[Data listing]
◆ ◆ ◆
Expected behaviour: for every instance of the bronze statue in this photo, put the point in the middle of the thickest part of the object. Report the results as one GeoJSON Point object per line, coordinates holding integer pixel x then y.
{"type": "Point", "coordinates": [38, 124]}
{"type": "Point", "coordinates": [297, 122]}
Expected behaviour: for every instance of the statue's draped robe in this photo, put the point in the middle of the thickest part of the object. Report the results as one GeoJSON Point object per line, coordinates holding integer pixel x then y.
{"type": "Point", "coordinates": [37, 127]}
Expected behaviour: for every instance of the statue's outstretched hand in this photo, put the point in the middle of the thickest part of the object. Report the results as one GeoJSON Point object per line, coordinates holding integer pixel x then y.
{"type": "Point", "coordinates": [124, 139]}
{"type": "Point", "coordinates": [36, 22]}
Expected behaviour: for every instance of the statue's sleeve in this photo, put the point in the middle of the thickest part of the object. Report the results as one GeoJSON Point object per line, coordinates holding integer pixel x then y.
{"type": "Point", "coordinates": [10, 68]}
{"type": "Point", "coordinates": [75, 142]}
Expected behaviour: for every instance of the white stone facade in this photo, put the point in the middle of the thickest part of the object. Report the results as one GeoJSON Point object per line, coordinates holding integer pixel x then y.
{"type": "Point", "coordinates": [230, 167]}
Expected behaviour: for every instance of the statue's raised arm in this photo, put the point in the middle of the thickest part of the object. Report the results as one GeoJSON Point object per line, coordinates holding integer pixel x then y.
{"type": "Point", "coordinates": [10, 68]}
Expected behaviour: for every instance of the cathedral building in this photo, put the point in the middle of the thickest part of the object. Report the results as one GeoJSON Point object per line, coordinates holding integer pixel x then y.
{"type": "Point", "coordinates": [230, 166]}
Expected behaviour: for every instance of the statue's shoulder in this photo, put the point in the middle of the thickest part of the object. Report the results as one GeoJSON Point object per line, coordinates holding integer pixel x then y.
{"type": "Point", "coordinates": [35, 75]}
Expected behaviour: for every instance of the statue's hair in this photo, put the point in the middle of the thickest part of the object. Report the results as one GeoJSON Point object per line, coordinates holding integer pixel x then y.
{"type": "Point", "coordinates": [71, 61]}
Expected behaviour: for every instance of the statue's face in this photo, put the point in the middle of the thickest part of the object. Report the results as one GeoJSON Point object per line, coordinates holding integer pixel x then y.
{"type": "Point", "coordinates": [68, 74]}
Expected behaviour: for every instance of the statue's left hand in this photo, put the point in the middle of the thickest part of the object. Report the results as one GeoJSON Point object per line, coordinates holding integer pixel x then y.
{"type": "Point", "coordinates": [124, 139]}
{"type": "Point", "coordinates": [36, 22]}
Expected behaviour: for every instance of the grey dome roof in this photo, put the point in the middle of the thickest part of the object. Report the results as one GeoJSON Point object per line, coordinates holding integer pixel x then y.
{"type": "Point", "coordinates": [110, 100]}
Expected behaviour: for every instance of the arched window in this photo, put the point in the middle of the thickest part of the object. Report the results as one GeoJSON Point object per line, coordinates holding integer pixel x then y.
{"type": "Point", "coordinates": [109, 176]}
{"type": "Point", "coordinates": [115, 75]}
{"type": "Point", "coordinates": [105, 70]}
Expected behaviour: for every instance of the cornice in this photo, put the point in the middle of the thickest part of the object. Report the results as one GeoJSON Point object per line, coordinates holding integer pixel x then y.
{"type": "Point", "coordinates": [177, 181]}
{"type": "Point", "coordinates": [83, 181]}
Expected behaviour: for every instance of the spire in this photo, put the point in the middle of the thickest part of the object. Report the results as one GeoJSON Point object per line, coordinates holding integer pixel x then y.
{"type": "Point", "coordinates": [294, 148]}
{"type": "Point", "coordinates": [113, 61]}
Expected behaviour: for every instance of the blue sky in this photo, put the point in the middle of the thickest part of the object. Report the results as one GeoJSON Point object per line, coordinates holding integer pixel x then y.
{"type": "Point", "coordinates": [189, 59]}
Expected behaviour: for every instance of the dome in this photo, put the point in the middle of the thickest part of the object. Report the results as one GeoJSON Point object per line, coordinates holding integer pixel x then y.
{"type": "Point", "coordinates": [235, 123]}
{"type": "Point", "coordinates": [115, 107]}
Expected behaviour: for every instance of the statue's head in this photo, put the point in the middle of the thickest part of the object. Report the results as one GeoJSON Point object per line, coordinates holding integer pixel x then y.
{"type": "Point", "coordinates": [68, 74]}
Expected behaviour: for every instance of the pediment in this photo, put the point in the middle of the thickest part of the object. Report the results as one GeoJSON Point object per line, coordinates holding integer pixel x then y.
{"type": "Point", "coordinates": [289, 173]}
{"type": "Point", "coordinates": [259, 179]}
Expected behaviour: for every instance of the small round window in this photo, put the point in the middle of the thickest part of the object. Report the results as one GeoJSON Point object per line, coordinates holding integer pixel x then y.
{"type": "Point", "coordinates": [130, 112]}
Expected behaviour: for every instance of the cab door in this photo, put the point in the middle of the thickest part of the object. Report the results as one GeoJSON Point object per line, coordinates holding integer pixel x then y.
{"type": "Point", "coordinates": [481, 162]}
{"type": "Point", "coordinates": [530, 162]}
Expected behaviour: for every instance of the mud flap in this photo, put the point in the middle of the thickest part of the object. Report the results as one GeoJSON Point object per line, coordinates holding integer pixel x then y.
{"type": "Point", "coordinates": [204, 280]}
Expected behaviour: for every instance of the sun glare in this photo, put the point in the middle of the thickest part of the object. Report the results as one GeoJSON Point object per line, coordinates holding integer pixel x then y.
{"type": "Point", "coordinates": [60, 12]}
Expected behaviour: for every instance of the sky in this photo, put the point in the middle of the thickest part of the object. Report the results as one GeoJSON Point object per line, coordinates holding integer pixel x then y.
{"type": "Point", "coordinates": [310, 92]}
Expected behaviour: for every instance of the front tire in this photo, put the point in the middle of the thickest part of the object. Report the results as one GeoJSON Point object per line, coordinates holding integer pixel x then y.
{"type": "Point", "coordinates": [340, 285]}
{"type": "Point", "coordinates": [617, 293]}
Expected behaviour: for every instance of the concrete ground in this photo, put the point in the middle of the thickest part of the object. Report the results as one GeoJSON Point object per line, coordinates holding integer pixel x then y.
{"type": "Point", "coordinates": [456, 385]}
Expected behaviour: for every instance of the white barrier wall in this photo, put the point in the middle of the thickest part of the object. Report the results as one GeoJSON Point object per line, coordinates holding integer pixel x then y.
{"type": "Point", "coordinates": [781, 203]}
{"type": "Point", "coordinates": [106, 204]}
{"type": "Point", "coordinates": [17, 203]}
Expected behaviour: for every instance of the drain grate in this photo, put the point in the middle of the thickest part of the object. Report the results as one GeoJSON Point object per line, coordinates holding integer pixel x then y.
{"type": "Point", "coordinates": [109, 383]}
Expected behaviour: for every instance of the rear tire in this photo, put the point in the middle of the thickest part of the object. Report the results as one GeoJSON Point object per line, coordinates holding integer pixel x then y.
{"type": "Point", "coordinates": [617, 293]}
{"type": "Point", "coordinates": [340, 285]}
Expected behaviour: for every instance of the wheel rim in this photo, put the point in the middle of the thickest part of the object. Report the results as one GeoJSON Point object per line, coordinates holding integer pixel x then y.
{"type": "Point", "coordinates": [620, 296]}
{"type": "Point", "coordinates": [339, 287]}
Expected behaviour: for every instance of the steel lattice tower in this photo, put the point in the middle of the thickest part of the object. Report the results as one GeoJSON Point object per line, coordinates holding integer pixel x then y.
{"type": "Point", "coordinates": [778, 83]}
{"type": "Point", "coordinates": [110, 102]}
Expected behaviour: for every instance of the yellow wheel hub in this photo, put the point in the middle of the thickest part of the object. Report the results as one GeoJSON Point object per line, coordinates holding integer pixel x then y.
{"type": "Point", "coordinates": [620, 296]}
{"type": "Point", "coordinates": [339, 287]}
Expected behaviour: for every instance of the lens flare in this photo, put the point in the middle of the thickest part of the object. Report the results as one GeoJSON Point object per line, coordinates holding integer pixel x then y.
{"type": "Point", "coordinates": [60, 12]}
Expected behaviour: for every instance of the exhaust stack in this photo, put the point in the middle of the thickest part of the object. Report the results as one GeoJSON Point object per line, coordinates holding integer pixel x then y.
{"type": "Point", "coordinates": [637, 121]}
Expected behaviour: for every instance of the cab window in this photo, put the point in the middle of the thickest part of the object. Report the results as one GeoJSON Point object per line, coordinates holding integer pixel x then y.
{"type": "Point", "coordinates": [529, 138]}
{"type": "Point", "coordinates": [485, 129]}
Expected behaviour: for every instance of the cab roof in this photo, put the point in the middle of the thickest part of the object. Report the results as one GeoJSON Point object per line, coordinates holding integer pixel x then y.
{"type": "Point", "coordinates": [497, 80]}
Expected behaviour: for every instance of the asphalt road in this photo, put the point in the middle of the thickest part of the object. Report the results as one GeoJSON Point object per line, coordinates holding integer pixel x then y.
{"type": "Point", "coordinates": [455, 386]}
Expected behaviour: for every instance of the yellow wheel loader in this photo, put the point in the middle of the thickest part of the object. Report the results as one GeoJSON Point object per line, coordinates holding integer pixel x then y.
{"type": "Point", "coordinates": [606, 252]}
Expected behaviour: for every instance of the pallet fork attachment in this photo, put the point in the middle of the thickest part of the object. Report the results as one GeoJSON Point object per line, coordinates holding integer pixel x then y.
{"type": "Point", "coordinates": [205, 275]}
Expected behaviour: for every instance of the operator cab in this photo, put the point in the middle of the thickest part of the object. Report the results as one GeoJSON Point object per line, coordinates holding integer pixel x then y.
◆ ◆ ◆
▶ Description of the task
Reproduce precisely the span of lines that begins at the line containing "yellow wheel loader" and ends with the last line of the listing.

▶ Output of the task
Expected behaviour: for every instance of the yellow wheel loader in this photo, put the point in the middle of the thickest part of the object. Report the results as one GeoJSON Point object per line, coordinates holding integer pixel x then y.
{"type": "Point", "coordinates": [606, 252]}
Expected behaviour: for every instance of the pallet fork attachment in this photo, put the point in the middle of the thickest part of the object. Report the results as one GeoJSON Point object per line, coordinates holding integer pixel x then y.
{"type": "Point", "coordinates": [205, 275]}
Expected behaviour: for every instance of the operator cab in this photo, put the point in the middle of the thickest part of the object. Report the results as one GeoJSON Point object per line, coordinates holding integer pixel x then y.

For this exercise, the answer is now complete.